■ **Instruction**:
From the car news post about the Leon ST CUPRA Carbon Edition, return word for word the passage starting at "Milton Keynes, 27/07/2018: SEAT" and ending at "the CUPRA logo.".

■ **Text extract**:
# Car news- LIMITED-RUN LEON ST CUPRA CARBON EDITION OPENS FOR ORDERS



## WHIZZER (Oct 25, 2005)

Race to snap up special edition CUPRA
•Exclusive 300PS CUPRA Carbon Edition now available
•Fewer than 50 of the limited-run models are being released in the UK
•Upgraded spec includes carbon fibre side blades and rear and front diffusers
•Latest limited edition follows on from the success of the Leon CUPRA R








Milton Keynes, 27/07/2018: SEAT fans can now get their hands on an exclusive Leon ST CUPRA Carbon Edition - but they will have to be quick, as fewer than 50 are being released in the UK.








The limited edition features a 2.0 TSI 300PS DSG-auto 4Drive and is packed with a range of additional sports, styling and performance features. In addition to carbon fibre side blades and front and rear diffusers, the Monsoon Grey-only model will be fitted with high-performance Brembo brakes, 19-inch black alloy wheels and CUPRA bucket seats. The quad rear exhausts will also feature the CUPRA logo.

Priced at £35,575 this exclusive edition will appeal to customers looking for super-charged styling and performance. Available to order and now in the UK, it is expected to follow the success earlier in the year of the limited-run CUPRA R, which quickly sold out.

Richard Harrison, Managing Director of SEAT UK, said: "Following the success of the special edition CUPRA R, we know that there is demand for limited-run models from customers looking for something truly special. The Leon ST CUPRA Carbon Edition doesn't only deliver stunning and unique looks, but we believe the enhanced performance and competitive price will be a real draw."


----------

[Collected data entries]
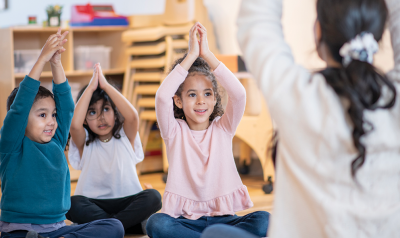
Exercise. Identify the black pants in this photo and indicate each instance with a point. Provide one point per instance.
(131, 210)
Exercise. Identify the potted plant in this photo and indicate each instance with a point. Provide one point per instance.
(54, 15)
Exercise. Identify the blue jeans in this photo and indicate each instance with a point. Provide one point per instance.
(161, 225)
(105, 228)
(224, 231)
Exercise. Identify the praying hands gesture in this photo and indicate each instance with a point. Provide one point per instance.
(198, 47)
(51, 52)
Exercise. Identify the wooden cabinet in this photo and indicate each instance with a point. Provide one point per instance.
(34, 38)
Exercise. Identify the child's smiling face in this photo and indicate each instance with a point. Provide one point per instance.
(197, 101)
(101, 120)
(42, 123)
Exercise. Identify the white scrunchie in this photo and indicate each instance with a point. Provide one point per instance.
(362, 48)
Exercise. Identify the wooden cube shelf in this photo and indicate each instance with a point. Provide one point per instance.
(26, 38)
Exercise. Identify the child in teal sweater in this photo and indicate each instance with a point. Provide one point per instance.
(33, 168)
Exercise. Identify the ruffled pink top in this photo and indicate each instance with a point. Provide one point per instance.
(202, 176)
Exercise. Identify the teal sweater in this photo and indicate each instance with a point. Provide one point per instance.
(35, 180)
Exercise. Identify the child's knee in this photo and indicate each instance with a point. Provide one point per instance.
(154, 198)
(157, 223)
(112, 227)
(262, 218)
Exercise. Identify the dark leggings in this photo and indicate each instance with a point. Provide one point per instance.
(131, 210)
(100, 229)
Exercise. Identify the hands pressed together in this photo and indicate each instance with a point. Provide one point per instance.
(54, 47)
(98, 79)
(198, 47)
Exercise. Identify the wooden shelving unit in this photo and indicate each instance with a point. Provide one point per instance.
(23, 38)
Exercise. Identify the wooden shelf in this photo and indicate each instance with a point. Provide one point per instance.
(54, 29)
(34, 37)
(46, 74)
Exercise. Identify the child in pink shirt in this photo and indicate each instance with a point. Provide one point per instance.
(204, 187)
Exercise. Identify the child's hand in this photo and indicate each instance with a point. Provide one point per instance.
(56, 59)
(94, 82)
(204, 49)
(194, 48)
(102, 80)
(53, 44)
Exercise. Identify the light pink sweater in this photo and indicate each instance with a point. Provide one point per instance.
(202, 177)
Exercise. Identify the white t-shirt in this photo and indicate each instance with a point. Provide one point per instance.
(108, 168)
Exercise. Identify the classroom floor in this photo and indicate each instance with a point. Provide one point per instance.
(262, 202)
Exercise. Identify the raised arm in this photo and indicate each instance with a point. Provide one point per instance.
(77, 130)
(165, 104)
(236, 99)
(131, 123)
(236, 92)
(394, 27)
(267, 55)
(55, 62)
(16, 120)
(65, 111)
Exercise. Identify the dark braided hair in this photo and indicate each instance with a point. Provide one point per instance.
(199, 66)
(360, 83)
(100, 94)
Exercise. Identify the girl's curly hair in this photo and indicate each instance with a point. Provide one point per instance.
(199, 66)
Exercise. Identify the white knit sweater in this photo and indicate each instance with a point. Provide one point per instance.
(315, 194)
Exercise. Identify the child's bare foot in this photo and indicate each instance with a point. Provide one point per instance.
(147, 186)
(33, 234)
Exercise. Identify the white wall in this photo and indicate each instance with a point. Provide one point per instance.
(19, 10)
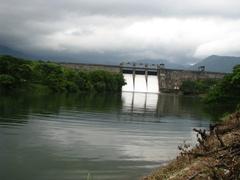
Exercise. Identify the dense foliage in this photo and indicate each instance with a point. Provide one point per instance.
(227, 90)
(190, 87)
(21, 74)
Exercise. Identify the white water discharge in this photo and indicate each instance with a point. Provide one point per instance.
(141, 85)
(129, 80)
(153, 84)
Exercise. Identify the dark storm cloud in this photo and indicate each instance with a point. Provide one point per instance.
(121, 29)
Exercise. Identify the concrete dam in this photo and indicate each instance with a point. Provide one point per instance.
(151, 78)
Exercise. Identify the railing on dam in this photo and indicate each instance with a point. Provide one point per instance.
(150, 77)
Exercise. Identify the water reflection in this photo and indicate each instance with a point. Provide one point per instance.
(113, 136)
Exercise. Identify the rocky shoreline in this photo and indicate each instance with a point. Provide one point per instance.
(216, 156)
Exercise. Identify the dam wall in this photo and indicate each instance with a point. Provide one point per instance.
(169, 80)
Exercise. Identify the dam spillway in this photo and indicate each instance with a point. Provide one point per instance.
(142, 83)
(140, 78)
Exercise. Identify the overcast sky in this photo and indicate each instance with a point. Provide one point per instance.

■ **Expected output**:
Milton Keynes, 27/07/2018: SEAT fans can now get their hands on an exclusive Leon ST CUPRA Carbon Edition - but they will have to be quick, as fewer than 50 are being released in the UK.








The limited edition features a 2.0 TSI 300PS DSG-auto 4Drive and is packed with a range of additional sports, styling and performance features. In addition to carbon fibre side blades and front and rear diffusers, the Monsoon Grey-only model will be fitted with high-performance Brembo brakes, 19-inch black alloy wheels and CUPRA bucket seats. The quad rear exhausts will also feature the CUPRA logo.